**Text under study:**
<<<<

Boomers! Parks
- Type: Private
- Industry: Family entertainment centers
- Founded: 1998
- Founder: Alexander Weber Jr.
- Headquarters: Boca Raton, Florida, U.S.
- Number of locations: 8
- Area served: United States
- Key people: Tim Murphy (CEO)
- Owner: APX Operating Company, LLC. Lucky Strike Entertainment Corporation
- Website: www.boomersparks.com

= Boomers! Parks =

American theme park chain

Boomers Parks (stylized Boomers! until 2018) is a chain of family entertainment centers which feature indoor activities such as carousels, kiddie swings, restaurants, and video game arcades, and outdoor activities such as miniature golf, kiddie rides, bumper boats, batting cages, go-karts, kiddie roller coasters, and laser tag. The Modesto and Irvine locations each have a ride called the Flamethrower.

==History==
The first Boomers was opened in 1994 in Boca Raton, Florida by four business men, Joseph Ballarini, a Boca Raton businessman; P.J. Orthwein and James Orthwein Jr., who own Double Eagle Distributing, an Anheuser-Busch distributorship in Deerfield Beach; and Bob Mullin, also a local business man. The name Boomers was a play on BOOM, the acronym formed from the original partners’ last names.

The former Huish Family Fun Centers and Bullwinkle's Restaurant locations in Anaheim, El Cajon, Escondido, Fountain Valley, San Diego, Upland, and Medford were sold to Palace Entertainment by 2001. These rebranded to Boomers and removing the Rocky and Bullwinkle theming (except for Medford, which was mostly intact until that location's closure in 2020).

>>>>

**Problem description:**
Reproduce the Boomers! Parks article in full, keeping every word and line unchanged. The stored data has no role in this.

**Stored records:**
<<<<

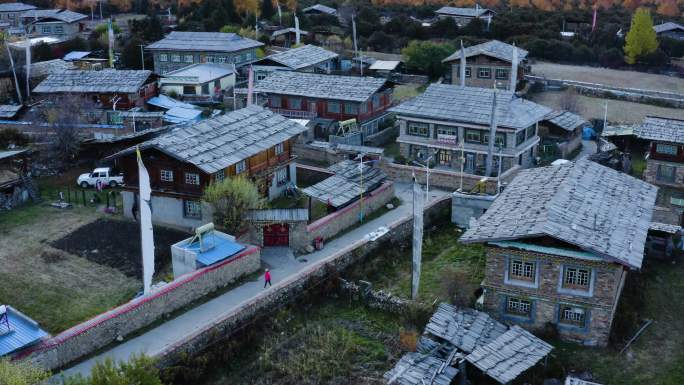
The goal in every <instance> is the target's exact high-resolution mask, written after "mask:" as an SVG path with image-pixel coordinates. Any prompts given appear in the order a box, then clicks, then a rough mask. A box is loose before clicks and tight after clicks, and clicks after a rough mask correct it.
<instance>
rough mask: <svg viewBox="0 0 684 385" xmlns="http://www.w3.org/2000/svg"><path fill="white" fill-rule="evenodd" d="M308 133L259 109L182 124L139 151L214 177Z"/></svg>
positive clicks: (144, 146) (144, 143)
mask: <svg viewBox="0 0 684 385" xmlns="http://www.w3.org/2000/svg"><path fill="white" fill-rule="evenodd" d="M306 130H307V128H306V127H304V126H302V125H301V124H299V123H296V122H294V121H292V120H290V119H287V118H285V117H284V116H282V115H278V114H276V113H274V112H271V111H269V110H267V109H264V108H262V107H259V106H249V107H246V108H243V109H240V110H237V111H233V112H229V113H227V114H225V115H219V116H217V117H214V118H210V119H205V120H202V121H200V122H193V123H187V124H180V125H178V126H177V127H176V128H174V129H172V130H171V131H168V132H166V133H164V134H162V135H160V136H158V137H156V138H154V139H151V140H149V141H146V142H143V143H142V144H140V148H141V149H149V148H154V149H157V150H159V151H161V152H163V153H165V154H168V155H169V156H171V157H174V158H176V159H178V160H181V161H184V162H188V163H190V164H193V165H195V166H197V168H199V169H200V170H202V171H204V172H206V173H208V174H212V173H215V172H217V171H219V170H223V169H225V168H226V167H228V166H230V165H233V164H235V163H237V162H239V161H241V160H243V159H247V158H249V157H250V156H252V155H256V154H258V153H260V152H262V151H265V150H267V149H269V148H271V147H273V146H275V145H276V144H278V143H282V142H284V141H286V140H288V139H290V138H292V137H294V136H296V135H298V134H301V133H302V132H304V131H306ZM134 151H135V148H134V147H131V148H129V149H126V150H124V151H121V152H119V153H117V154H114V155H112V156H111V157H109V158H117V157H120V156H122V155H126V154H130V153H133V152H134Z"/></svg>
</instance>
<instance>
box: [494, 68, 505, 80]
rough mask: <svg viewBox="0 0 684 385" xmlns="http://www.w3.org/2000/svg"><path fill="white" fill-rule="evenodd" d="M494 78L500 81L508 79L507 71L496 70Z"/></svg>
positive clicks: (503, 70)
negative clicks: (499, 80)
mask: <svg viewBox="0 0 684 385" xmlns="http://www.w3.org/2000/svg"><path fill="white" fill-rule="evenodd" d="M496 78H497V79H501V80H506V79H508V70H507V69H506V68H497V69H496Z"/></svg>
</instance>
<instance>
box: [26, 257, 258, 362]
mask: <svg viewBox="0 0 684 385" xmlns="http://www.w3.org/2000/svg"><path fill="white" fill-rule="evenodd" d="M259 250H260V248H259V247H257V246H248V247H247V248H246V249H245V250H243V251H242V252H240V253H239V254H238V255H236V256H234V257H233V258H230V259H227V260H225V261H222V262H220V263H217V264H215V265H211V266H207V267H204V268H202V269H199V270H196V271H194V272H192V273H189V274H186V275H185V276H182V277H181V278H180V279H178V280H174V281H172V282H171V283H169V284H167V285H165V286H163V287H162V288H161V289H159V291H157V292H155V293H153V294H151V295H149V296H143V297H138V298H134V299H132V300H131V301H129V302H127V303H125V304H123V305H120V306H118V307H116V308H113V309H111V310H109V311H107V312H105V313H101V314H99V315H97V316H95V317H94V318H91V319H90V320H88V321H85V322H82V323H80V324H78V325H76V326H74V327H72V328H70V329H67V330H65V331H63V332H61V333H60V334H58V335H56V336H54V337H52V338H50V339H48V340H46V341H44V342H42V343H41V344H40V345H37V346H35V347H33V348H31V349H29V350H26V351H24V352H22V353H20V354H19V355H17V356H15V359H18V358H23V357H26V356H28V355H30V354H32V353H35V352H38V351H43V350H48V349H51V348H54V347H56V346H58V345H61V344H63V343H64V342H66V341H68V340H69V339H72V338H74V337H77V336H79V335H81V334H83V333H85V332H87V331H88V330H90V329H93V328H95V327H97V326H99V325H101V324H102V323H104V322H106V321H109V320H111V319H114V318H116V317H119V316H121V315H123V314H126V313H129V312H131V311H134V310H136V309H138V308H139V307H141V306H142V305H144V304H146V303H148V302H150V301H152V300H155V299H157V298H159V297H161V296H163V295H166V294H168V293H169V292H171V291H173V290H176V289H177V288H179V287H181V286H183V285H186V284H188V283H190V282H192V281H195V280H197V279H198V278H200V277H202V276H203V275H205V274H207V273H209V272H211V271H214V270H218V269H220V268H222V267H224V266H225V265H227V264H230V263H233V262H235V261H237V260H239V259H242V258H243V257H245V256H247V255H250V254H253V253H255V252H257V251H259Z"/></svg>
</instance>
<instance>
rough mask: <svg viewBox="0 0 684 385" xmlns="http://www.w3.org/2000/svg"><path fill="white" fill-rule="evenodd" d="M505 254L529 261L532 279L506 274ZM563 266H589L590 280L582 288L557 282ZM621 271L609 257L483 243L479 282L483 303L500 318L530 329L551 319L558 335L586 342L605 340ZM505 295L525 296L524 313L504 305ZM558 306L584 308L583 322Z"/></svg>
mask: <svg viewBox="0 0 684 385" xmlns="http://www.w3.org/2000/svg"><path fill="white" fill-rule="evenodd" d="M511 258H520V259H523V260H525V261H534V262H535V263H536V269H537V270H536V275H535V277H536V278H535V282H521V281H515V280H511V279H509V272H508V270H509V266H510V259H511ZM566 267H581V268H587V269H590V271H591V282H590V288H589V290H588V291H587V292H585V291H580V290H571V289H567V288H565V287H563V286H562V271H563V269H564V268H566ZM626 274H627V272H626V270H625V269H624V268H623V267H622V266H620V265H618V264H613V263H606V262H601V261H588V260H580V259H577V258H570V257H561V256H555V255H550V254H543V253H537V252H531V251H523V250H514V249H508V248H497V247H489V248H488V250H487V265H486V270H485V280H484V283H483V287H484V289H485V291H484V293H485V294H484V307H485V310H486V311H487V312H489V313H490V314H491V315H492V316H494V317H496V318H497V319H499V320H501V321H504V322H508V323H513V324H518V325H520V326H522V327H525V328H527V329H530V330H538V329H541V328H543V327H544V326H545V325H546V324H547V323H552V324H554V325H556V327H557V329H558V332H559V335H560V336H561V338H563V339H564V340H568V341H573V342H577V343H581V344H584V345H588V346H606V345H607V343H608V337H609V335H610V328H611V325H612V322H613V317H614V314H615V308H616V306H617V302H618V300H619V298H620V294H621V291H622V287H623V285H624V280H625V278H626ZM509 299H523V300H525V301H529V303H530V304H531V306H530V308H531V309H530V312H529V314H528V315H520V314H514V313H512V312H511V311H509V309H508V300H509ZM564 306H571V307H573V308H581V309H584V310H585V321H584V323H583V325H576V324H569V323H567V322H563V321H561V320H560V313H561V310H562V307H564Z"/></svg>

>>>>

**Solution for this problem:**
Boomers! Parks
- Type: Private
- Industry: Family entertainment centers
- Founded: 1998
- Founder: Alexander Weber Jr.
- Headquarters: Boca Raton, Florida, U.S.
- Number of locations: 8
- Area served: United States
- Key people: Tim Murphy (CEO)
- Owner: APX Operating Company, LLC. Lucky Strike Entertainment Corporation
- Website: www.boomersparks.com

= Boomers! Parks =

American theme park chain

Boomers Parks (stylized Boomers! until 2018) is a chain of family entertainment centers which feature indoor activities such as carousels, kiddie swings, restaurants, and video game arcades, and outdoor activities such as miniature golf, kiddie rides, bumper boats, batting cages, go-karts, kiddie roller coasters, and laser tag. The Modesto and Irvine locations each have a ride called the Flamethrower.

==History==
The first Boomers was opened in 1994 in Boca Raton, Florida by four business men, Joseph Ballarini, a Boca Raton businessman; P.J. Orthwein and James Orthwein Jr., who own Double Eagle Distributing, an Anheuser-Busch distributorship in Deerfield Beach; and Bob Mullin, also a local business man. The name Boomers was a play on BOOM, the acronym formed from the original partners’ last names.

The former Huish Family Fun Centers and Bullwinkle's Restaurant locations in Anaheim, El Cajon, Escondido, Fountain Valley, San Diego, Upland, and Medford were sold to Palace Entertainment by 2001. These rebranded to Boomers and removing the Rocky and Bullwinkle theming (except for Medford, which was mostly intact until that location's closure in 2020).